#### Data for this exercise

━━━━━━━━━━━━━━━━━━━━

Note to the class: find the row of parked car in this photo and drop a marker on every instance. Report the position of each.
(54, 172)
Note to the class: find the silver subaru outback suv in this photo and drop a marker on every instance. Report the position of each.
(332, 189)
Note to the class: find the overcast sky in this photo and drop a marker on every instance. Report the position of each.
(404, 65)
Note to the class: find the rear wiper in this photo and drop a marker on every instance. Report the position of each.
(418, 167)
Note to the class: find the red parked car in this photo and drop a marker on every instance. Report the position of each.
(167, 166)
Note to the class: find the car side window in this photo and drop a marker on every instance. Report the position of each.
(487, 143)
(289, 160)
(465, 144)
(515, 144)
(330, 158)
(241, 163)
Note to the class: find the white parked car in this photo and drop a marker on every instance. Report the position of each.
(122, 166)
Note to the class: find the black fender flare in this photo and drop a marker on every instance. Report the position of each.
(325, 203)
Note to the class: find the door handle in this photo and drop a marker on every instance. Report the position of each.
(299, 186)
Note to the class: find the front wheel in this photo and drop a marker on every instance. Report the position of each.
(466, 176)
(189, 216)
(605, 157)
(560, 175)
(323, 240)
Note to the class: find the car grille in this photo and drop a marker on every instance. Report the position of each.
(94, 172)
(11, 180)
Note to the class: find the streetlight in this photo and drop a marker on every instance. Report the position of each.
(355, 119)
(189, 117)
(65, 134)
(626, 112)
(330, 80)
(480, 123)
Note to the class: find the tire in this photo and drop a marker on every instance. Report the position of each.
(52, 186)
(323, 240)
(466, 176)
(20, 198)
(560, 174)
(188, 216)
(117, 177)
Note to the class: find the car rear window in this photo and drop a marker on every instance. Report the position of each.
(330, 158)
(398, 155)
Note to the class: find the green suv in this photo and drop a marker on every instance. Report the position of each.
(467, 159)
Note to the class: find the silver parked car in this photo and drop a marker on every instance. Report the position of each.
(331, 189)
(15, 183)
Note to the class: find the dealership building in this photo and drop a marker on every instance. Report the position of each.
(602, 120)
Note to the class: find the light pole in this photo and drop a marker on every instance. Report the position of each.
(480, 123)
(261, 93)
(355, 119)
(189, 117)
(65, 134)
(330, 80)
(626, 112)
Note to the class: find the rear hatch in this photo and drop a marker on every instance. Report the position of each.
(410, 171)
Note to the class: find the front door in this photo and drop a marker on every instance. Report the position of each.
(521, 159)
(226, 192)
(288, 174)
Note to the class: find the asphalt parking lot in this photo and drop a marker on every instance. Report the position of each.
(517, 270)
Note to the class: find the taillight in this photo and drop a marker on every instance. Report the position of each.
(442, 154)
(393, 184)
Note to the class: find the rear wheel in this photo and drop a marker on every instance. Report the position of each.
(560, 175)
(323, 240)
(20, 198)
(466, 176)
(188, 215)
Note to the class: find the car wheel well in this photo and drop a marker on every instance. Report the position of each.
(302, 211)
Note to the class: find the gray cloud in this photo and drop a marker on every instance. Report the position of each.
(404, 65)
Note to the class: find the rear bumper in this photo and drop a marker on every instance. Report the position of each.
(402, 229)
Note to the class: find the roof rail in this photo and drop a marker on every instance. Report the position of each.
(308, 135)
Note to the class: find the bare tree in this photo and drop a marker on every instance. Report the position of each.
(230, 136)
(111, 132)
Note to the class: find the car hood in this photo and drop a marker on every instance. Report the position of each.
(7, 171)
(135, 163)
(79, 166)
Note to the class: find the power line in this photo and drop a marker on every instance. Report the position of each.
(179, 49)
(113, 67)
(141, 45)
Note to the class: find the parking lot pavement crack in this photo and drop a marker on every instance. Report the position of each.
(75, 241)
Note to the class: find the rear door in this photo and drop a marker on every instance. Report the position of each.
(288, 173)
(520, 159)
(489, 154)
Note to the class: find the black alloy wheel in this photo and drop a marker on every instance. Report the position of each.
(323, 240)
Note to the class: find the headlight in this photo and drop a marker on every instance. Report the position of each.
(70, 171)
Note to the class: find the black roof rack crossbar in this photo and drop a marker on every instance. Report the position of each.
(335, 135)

━━━━━━━━━━━━━━━━━━━━

#### What is required
Convert all of the records above into a two-column CSV with columns named "request" and "answer", one row per request, placing each request's text and its answer in a single quoted field apiece and replacing any line breaks with spaces.

#### The reply
request,answer
"Note to the class: find the row of parked car in this photo and drop a marker on every instance. Report the position of each.","(54, 172)"
"Note to the class: find the silver subaru outback suv in this photo and drop a marker on every instance. Report the position of each.","(332, 189)"
"Note to the class: find the overcast sky in this photo and drop a marker on every instance. Report the position of each.","(404, 65)"
"Note to the class: find the rear wiper in this photo and drop a marker on every instance. Report the position of each.","(418, 167)"
"Note to the class: find the red parked car in this photo and drop a marker on every instance. Report the position of each.","(167, 166)"
"Note to the class: find the car side window in this photo and drop a marker on every instance. Report the position of each.","(487, 143) (289, 160) (465, 144) (515, 144) (330, 158) (241, 163)"
"Note to the class: find the white parked car in this photo and drop a marker on every instance. Report the position of each.","(122, 166)"
"Note to the class: find the black fender flare in this photo and drop a marker on every instance. Report the position of each.","(325, 203)"
"Note to the class: find the door handle in this photo and drop a marker on every instance. Report the position of each.","(299, 186)"
"Note to the class: find the front wheel in this photo and drop a marker on every instance. Report the position of each.","(466, 176) (189, 216) (605, 157) (560, 175) (323, 240)"
"Note to the class: find the car grille in this photo and drop a marker on every instance. Report the position of each.","(94, 172) (11, 180)"
"Note to the class: find the streetlight in this photo and drop a marker on every instance. Report the position of each.","(355, 119) (189, 117) (65, 134) (626, 112) (330, 80) (480, 123)"
"Note to the class: find the tire in this photo and drop a marker on every instance. Report the position of each.","(52, 186) (323, 240) (466, 176) (20, 198) (560, 174) (188, 216) (117, 177)"
"Note to the class: find the car rear window in this photo and drop a marker on every instance. Report the position of each.","(330, 158) (398, 155)"
"Note to the class: find the green suv in this photo and drop a marker on every instance. Report the position of each.","(467, 159)"
"Note to the class: find the silver parked car in this photo and drop a marker on every instance. Report the position of each.","(331, 189) (15, 183)"
"Note to the class: find the dealership building in this photo and drop a marker on every instance. Report the position of each.","(602, 120)"
"Note to the class: find the light pole in this photo and drop a marker on every instance. Report the position of each.","(480, 123) (261, 93) (355, 119) (189, 117) (65, 134) (330, 80) (626, 112)"
"Note to the class: find the rear hatch in this photo and drop a marker on every instance. Report the position of each.","(410, 171)"
"Note to the class: find the front door in this photo and drop a marker on every instance. Report the position of each.","(521, 159) (226, 192) (288, 174)"
"Note to the class: find the asphalt parking lot in this photo and drop a marker on every instance. Report the position of each.","(517, 270)"
"Note to the class: find the taillight in this photo and drop a marker on every instance. Report the position of each.","(442, 154) (393, 184)"
"Note to the class: find the rear wheel in this photo and drop a marker on every instance. Report the position of each.","(560, 175) (323, 240) (20, 198) (466, 176) (188, 215)"
"Note to the class: find the car wheel well in this photo and drop a marker on every instance. Report the position of each.","(302, 211)"
"Note to the class: find the gray cloud in this photo and drop a marker on every instance. Report the position of each.","(404, 65)"
"Note to the class: find the rear bumper in this photo and drop a marker on every instance. Report the position of each.","(402, 229)"
"Note to the class: find the roof rail in this photo and drop a marker on every instance. Report the position of each.","(308, 135)"
"Note to the class: find the bare tree in this photo and drop a marker on every instance. Report the position of each.","(230, 136) (111, 132)"
"Note to the class: find the car hood in this photo and drop a marker on every instance. Report the position of each.","(7, 171) (135, 163) (79, 166)"
"Note to the class: find the power line in this photo and drop a marker on every instance. Report the position of each.","(179, 49) (113, 67) (141, 45)"
"Note to the class: find the parking lot pavement crack in this photo and drop a marker on every instance. Report the position of each.","(75, 241)"
"Note to the class: find the rear door in this photo and drop a marker on every instance. Report the position of each.","(288, 173) (520, 159) (489, 154)"
"Note to the class: find the black alloy wheel in this photo and drop a marker on every instance. Report the position of each.","(323, 240)"
"Note to the class: find the headlight in this photo and drop a marker on every instance. Report the position of each.","(70, 171)"
"Note to the class: find the black roof rack crossbar in this photo and drop a marker on every instance. Report the position of each.","(335, 135)"